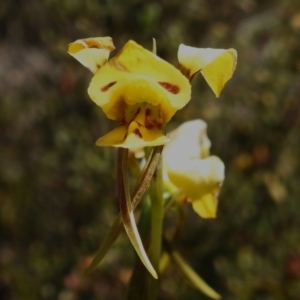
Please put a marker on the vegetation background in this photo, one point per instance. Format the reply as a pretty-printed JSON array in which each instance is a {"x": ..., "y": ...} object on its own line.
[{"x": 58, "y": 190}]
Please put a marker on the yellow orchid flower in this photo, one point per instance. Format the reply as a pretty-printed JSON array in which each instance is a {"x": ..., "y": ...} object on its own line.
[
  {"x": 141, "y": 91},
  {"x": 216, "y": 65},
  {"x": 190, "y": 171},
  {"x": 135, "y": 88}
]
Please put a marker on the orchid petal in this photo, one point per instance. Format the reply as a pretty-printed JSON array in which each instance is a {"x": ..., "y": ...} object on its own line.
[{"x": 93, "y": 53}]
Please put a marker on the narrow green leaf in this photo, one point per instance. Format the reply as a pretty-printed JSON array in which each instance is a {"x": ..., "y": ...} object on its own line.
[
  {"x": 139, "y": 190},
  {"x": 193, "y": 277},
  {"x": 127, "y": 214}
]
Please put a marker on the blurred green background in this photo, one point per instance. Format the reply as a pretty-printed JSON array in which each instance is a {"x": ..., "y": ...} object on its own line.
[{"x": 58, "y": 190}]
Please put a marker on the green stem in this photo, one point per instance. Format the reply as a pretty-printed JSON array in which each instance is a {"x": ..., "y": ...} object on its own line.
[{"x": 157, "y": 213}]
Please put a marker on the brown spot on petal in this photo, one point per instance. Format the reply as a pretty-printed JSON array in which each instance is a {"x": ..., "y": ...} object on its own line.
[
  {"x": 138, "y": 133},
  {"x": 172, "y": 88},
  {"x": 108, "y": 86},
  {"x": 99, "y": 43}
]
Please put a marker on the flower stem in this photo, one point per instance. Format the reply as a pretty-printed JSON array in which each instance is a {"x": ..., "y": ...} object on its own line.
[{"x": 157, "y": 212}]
:::::
→ INSTRUCTIONS FOR THE TASK:
Could you rewrite all the records above, swapping "put a marker on" for "place a point on" and leaving everything else unchanged? Leave out the pictures.

→ ANSWER TO THIS EXERCISE:
Please place a point on the vegetation background in this photo, one point per instance. Format the reply as a pretty-printed JSON array in which each instance is a {"x": ..., "y": ...} object on its own line.
[{"x": 58, "y": 190}]
Please place a point on the yellow orchid flower in this photo, one point per instance. Format the reply as a pretty-printed JSON array in which each instance is a {"x": ..., "y": ...} object on its own line.
[
  {"x": 141, "y": 91},
  {"x": 216, "y": 65},
  {"x": 190, "y": 171},
  {"x": 135, "y": 88}
]
Please place a point on the orchid petal in this photo, one point per instance. Format the reply as a pretty-printed JSON array in which each instance is a {"x": ..., "y": ...} object on its own line.
[{"x": 93, "y": 53}]
Please place a point on the narrow green leaf in this photo, one point per instance. Format the reply as a pretty-printed JSON array in which each instance is a {"x": ..., "y": ...} object on its own line.
[
  {"x": 139, "y": 190},
  {"x": 193, "y": 277},
  {"x": 127, "y": 214}
]
Please place a point on the blurred green background in this photo, one point per instance. Format the reply as a pretty-printed JSON array in which each instance is a {"x": ..., "y": ...} object on its own line.
[{"x": 58, "y": 190}]
Please place a point on the green stem in this photo, one point per instance. Format the reply as a pretty-printed JSON array in which each instance is a {"x": ..., "y": ...} object on its own line.
[{"x": 157, "y": 213}]
Please place a point on the brown spot on petal in this photo, one point per instance. Format the reply as a pretty-printed JSON array in which each instance is a {"x": ..., "y": ...} object on its own line.
[
  {"x": 138, "y": 133},
  {"x": 172, "y": 88},
  {"x": 108, "y": 86},
  {"x": 99, "y": 43}
]
Please place a point on the flower stem in this photo, one point per instance. Format the reply as a pretty-printed JSON array in which each instance is a {"x": ..., "y": ...} object on its own line.
[{"x": 157, "y": 212}]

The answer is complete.